- _Vorgegebene Daten_:
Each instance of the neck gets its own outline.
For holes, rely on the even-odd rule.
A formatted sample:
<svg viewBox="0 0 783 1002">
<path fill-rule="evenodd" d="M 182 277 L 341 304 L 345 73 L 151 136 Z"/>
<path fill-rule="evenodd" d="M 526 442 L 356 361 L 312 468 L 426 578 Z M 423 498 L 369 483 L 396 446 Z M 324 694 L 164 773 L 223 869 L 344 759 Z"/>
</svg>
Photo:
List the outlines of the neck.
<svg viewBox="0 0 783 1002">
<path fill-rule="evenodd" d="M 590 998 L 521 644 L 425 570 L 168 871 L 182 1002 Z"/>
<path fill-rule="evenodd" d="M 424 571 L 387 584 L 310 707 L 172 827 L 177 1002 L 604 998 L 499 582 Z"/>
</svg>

- _Ziel der Aufgabe_:
Gib sämtliche Zeilen der obigen Einträge samt Anweisungen erneut wieder und verschiebe dabei jede Zahl in den Antworten, also die Koordinaten und die viewBox-Werte, um 134, indem du 134 addierst. Zahlen in den Anweisungen und im Formatbeispiel bleiben unverändert.

- _Ergebnis der Übung_:
Each instance of the neck gets its own outline.
For holes, rely on the even-odd rule.
A formatted sample:
<svg viewBox="0 0 783 1002">
<path fill-rule="evenodd" d="M 182 277 L 341 304 L 345 73 L 151 136 Z"/>
<path fill-rule="evenodd" d="M 526 442 L 356 361 L 312 468 L 426 578 Z M 423 498 L 369 483 L 396 446 Z M 324 694 L 164 773 L 223 869 L 344 759 Z"/>
</svg>
Photo:
List the outlines of the neck.
<svg viewBox="134 134 917 1136">
<path fill-rule="evenodd" d="M 724 1132 L 655 778 L 559 704 L 302 1005 L 316 1136 Z"/>
<path fill-rule="evenodd" d="M 558 705 L 521 718 L 444 841 L 306 961 L 311 1136 L 738 1132 L 633 716 Z"/>
</svg>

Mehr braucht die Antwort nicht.